* _Required actions_:
1) Determine whether each statement below agrees with the article on well-child visits: (a) the article states that after age 3, well-child visits are usually scheduled yearly through the teen years; (b) the article states that the Johns Hopkins study was run in 2018; (c) the article states that the extra visits typically cost parents a great deal of money. For each, answer yes or no and quote the deciding words of the article.
2) Reproduce verbatim the portion of the article on well-child visits running from "Yes, anyone who" down to "your child’s time.".

* _Supplied text_:
•••

Why So Many Pediatricians Do “Well-Child Visits”

It’s not for your baby’s health

If you recognize the subscription model behind magazines or newspapers or the book a month club or membership based golf courses or membership clubs or wine clubs or Amazon Prime or a monthly cable bill or the Dollar Shave Club or Substack, then you recognize the model behind well child visits.

It gives the seller of goods and services a reliable stream of income, often upon which other goods and services can be developed and sold.

Anyone who has had a child in the last twenty years knows this is not a necessary schedule. The following is from Kaiser-Permanente, an organization that was once an innovative healthcare provider taking on the American Medical Association, but which has become as establishment as can be:

Your child’s doctor will recommend a schedule for well-child visits. One example is for visits at ages:

  • 3 to 5 days old.
  • By 1 month.
  • 2 months.
  • 4 months.
  • 6 months.
  • 9 months.
  • 1 year.
  • 15 months.
  • 18 months.
  • 2 years.
  • 30 months.
  • 3 years.

After age 3, well-child visits are usually scheduled yearly through the teen years.

That’s from the Kaiser-Permanente website but is hardly as aggressive as what some Kaiser doctors will recommend, if they think they can get away with it. It is the model posted online for public consumption and is modeled after the American Academy of Pediatrics public-facing guidance.

This schedule of well child visits parallels closely with the childhood immunization guidance.

Yes, anyone who has had a child in the last twenty years knows this is not a necessary schedule.

But you know what, your time is worth zero to them. And the extra visits likely cost you nothing or next to nothing monetarily, since your insurance handles it. That is enough for most people to call it “free.”

So you spend 2 or 3 hours from the time you leave your home to the time you get back, as you go through this charade, convinced it will keep your child well. You show everyone involved that you either do not realize what is going on, or you do not seem to place much value on your time and your child’s time.

Realizing how amenable you are to their nonsense, they, of course, continue to push products and services on you at the pediatrician’s office until you resist. And then they push harder, because they know you are a pushover.

This is really what pediatricians do. It is what many doctors do. The annual checkup is a similar subscription model, and an opportunity to get the customer face-to-face with the white-coated salesman, who will take the customer’s emotions down into the dumps, if the customer will let him, then will propose a miracle solution for all his woes, woes the customer may have known nothing about until ten minutes prior.

If this describes you . . .

Then you are a mark.

You are the exact kind of sucker that the medical system has learned to take advantage of and exploit. And if medical interventions had no side effects, that might be a fine hobby by which you pass the time, but that’s not the case.

Johns Hopkins ran a study in 2016 that claimed these interventions are the third leading cause of death in the US, behind heart disease and cancer. Study authors generously call it “medical error.”

•••

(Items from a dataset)
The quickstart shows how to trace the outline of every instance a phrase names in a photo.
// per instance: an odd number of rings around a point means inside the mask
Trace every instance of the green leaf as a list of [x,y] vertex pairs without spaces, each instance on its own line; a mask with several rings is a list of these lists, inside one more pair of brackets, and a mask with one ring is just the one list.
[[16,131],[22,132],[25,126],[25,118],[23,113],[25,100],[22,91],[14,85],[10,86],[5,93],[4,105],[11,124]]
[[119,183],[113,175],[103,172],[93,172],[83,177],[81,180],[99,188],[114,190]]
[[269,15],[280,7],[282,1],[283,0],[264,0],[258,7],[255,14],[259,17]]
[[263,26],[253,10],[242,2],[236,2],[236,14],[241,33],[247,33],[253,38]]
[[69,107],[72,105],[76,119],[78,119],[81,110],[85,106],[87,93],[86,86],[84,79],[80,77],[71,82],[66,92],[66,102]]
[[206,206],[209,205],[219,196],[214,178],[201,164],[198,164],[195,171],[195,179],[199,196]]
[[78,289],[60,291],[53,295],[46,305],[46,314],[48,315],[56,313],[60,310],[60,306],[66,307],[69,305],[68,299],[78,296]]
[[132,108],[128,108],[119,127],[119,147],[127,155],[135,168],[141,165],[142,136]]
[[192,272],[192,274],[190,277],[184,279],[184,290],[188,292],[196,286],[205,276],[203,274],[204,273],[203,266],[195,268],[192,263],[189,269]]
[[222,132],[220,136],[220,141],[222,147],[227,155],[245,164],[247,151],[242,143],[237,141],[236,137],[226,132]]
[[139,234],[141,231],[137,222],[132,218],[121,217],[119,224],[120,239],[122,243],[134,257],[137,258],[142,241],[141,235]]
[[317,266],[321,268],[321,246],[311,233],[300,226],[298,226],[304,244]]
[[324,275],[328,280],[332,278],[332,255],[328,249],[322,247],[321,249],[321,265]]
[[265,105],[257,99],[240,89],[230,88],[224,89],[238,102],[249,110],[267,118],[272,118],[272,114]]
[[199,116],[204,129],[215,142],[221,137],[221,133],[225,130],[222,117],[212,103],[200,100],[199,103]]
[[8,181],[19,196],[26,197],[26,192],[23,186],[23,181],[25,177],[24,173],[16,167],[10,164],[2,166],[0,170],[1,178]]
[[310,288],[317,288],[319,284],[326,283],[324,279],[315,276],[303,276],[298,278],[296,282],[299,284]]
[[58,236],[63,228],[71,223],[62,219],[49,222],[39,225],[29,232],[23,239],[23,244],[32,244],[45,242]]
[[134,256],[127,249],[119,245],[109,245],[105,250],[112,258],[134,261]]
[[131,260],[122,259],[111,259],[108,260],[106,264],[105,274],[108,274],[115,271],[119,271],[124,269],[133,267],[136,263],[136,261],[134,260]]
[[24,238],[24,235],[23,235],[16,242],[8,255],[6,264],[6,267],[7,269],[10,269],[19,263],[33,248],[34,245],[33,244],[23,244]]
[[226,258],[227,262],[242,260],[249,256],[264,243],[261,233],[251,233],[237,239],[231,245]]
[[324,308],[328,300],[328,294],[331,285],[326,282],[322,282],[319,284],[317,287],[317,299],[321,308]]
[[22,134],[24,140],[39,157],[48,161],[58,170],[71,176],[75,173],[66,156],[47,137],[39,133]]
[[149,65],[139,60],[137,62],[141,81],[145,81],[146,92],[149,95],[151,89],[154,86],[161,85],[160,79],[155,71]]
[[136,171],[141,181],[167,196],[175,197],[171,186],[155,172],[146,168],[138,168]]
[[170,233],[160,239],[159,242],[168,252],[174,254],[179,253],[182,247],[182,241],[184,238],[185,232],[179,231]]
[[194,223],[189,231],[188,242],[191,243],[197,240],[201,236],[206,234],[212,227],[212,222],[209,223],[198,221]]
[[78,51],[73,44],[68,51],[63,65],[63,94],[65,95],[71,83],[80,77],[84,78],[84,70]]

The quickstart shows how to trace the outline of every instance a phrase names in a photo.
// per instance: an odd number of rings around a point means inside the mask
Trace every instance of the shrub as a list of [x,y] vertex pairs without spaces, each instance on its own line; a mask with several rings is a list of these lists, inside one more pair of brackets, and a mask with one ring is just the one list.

•••

* _Task results_:
1)
(a) Yes: "After age 3, well-child visits are usually scheduled yearly through the teen years."
(b) No: "Johns Hopkins ran a study in 2016"
(c) No: "the extra visits likely cost you nothing or next to nothing monetarily"

2)
Yes, anyone who has had a child in the last twenty years knows this is not a necessary schedule.

But you know what, your time is worth zero to them. And the extra visits likely cost you nothing or next to nothing monetarily, since your insurance handles it. That is enough for most people to call it “free.”

So you spend 2 or 3 hours from the time you leave your home to the time you get back, as you go through this charade, convinced it will keep your child well. You show everyone involved that you either do not realize what is going on, or you do not seem to place much value on your time and your child’s time.